== Tarefa proposta A ==
Repita fielmente a passagem do texto sobre as crônicas de Carlos Drummond de Andrade que se inicia nas palavras "UNIVERSIDADE FEDERAL DE" e se encerra após as palavras "Drummond de Andrade.".

== Trecho do documento ==
UNIVERSIDADE FEDERAL DE GOIÁS
CAMPUS DE CATALÃO
CURSO DE HISTÓRIA
ORIENTADOR: Regma Maria dos Santos.
E-mail: regmasantos@yahoo.com.br
ORIENTANDO: Matheus de Mesquita e Pontes.
E-mail: matheusdemesquitaepontes@yahoo.com.br
Trabalho: Fragmentos do Cotidiano: Memória e História nas Crônicas de Carlos Drummond de Andrade.
Palavras-chaves: História, Literatura, Jornalismo e Interdisciplinaridade.
Fragmentos do Cotidiano: Memória e História nas Crônicas de Carlos Drummond de Andrade
SANTOS, R. M.
PONTES, M. M.
Iniciamos nossa pesquisa sobre as crônicas de Carlos Drummond de Andrade em agosto de 2002, data próxima às comemorações ao seu centenário de nascimento, 31 de outubro daquele corrente ano. Não era de agrado de Drummond a data do centenário de um homem, pois de acordo com ele: "Não são amenas as comemorações de centenário. Produzem frase e placas, e nos fazem sentir com agudeza o mofo do tempo." (Drummond, 1975:17). Mas no seu caso o mofo não ficou presente, vários documentário sobre sua vida pessoal e literária, reedição de livros, conferencias, palestras, pesquisas e outras diversas atividades, marcaram as festividades da data centenária de seu nascimento, seja em sua cidade natal Itabira-MG, que foi o foco das atividades, como em todo nosso país.

== Tarefa proposta B ==
Reproduza sem alterações as linhas dos registros abaixo, da primeira linha até a linha que contém "[(254, 276)]", incluídas ambas.

== Extrato de dados ==
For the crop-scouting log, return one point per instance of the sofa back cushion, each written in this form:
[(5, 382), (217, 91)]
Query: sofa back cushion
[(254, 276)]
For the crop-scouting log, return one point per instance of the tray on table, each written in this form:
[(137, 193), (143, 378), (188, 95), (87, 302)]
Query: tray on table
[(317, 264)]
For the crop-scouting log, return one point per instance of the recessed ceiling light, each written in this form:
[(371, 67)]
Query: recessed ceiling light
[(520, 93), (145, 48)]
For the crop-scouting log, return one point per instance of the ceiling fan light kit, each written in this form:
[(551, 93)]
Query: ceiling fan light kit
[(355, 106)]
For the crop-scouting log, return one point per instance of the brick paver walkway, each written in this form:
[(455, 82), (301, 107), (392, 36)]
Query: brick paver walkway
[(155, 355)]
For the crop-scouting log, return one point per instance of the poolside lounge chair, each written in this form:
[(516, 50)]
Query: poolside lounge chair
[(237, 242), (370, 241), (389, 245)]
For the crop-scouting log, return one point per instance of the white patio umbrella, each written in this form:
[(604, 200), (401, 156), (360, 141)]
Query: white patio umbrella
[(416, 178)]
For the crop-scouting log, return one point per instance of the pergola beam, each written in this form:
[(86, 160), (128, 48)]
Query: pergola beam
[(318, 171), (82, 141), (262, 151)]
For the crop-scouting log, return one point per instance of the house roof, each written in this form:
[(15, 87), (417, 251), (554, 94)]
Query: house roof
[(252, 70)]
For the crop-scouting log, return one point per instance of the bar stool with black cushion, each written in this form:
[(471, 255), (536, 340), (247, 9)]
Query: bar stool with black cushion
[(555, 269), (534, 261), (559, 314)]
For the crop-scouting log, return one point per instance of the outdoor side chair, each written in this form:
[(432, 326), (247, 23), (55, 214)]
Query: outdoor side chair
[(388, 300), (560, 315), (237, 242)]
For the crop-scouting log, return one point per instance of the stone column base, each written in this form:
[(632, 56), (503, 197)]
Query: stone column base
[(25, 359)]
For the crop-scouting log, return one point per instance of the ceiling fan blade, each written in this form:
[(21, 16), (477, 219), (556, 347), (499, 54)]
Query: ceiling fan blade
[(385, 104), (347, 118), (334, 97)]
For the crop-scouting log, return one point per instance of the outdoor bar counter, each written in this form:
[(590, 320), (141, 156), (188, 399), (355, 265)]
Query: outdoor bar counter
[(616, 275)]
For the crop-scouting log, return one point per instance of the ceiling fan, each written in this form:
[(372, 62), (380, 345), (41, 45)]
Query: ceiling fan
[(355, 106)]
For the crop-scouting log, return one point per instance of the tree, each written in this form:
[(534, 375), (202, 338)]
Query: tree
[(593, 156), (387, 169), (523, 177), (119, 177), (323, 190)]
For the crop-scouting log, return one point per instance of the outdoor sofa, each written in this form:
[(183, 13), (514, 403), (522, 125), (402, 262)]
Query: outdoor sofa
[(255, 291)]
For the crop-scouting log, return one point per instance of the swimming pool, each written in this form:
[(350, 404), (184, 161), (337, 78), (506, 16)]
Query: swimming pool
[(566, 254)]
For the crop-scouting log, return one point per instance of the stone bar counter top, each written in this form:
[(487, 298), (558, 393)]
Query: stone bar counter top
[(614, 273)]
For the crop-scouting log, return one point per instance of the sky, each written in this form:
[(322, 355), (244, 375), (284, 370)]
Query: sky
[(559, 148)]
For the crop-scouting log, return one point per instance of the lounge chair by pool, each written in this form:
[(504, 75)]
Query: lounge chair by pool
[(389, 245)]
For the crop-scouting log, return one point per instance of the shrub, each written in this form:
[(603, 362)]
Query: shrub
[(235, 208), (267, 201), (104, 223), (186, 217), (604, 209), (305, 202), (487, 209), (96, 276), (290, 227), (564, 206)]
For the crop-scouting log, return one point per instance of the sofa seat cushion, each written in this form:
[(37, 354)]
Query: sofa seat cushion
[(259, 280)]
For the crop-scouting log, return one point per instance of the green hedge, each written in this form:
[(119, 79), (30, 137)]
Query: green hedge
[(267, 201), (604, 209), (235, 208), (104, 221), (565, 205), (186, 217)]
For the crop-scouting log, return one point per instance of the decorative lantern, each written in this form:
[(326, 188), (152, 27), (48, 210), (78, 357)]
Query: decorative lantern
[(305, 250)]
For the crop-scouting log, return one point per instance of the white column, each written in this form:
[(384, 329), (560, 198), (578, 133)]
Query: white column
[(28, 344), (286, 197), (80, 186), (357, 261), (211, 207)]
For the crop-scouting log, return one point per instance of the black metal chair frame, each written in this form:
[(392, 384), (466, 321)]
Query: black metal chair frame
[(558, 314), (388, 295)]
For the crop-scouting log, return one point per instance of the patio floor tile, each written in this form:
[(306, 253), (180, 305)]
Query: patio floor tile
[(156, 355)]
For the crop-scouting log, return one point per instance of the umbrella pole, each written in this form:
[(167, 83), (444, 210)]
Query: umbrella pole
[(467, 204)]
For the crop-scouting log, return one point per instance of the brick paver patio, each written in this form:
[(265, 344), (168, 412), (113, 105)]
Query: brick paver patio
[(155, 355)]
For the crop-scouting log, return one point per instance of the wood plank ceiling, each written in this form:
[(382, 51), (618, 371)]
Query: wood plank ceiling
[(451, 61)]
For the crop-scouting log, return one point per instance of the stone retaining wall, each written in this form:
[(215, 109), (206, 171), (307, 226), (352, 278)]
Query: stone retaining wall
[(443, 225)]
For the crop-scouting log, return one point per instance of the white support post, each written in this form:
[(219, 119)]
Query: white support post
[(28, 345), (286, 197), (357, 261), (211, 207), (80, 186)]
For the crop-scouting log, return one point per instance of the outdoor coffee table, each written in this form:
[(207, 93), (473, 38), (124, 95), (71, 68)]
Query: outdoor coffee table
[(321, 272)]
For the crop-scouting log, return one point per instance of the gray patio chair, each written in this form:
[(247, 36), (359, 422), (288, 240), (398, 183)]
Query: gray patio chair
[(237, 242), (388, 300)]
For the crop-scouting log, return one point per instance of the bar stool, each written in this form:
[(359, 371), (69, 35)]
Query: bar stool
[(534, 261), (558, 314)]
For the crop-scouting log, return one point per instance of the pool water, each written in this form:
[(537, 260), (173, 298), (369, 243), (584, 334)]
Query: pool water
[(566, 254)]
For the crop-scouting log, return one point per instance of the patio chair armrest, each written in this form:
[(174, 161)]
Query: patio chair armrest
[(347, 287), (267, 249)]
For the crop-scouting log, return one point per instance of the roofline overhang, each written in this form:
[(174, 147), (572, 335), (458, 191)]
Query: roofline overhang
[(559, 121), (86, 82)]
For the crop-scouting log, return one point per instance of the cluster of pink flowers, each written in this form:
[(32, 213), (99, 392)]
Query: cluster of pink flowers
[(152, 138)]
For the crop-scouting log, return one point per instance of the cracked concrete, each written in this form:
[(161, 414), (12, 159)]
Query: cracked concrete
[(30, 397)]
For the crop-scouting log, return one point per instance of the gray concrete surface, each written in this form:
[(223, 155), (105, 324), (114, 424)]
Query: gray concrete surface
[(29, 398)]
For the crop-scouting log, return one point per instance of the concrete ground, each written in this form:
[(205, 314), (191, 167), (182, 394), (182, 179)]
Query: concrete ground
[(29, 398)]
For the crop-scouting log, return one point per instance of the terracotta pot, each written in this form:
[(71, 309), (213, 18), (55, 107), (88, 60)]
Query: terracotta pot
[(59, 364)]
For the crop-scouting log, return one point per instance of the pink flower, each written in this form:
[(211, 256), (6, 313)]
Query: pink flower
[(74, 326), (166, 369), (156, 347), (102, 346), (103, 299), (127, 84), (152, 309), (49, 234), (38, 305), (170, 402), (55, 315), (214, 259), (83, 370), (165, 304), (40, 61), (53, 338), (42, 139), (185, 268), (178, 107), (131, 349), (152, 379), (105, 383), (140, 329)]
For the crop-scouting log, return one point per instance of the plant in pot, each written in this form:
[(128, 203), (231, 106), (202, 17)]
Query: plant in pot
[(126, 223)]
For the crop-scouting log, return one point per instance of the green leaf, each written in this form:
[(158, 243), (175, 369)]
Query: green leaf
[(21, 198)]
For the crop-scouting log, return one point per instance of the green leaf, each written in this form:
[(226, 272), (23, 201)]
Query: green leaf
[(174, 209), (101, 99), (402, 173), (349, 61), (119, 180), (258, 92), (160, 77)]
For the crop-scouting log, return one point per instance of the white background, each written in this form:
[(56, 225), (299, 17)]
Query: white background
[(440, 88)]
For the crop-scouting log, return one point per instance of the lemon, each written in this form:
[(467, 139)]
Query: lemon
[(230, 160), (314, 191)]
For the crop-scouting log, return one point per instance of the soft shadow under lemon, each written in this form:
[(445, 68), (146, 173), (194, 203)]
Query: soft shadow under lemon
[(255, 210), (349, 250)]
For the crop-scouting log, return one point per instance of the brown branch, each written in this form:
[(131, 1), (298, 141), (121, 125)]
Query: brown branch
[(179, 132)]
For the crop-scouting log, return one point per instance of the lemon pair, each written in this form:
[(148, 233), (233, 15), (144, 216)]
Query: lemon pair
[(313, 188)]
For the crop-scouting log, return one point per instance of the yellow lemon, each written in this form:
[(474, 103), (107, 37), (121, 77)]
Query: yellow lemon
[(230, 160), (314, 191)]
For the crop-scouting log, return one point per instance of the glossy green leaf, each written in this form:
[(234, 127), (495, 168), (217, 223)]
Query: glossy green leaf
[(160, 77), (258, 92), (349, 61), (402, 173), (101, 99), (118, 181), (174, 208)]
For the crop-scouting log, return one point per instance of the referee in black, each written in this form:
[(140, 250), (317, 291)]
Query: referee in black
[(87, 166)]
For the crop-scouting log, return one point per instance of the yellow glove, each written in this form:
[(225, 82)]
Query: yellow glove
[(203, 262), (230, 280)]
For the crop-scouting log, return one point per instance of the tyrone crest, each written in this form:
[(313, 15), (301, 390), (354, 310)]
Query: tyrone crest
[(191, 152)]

== Resposta completa A ==
UNIVERSIDADE FEDERAL DE GOIÁS
CAMPUS DE CATALÃO
CURSO DE HISTÓRIA
ORIENTADOR: Regma Maria dos Santos.
E-mail: regmasantos@yahoo.com.br
ORIENTANDO: Matheus de Mesquita e Pontes.
E-mail: matheusdemesquitaepontes@yahoo.com.br
Trabalho: Fragmentos do Cotidiano: Memória e História nas Crônicas de Carlos Drummond de Andrade.

== Resposta completa B ==
For the crop-scouting log, return one point per instance of the sofa back cushion, each written in this form:
[(5, 382), (217, 91)]
Query: sofa back cushion
[(254, 276)]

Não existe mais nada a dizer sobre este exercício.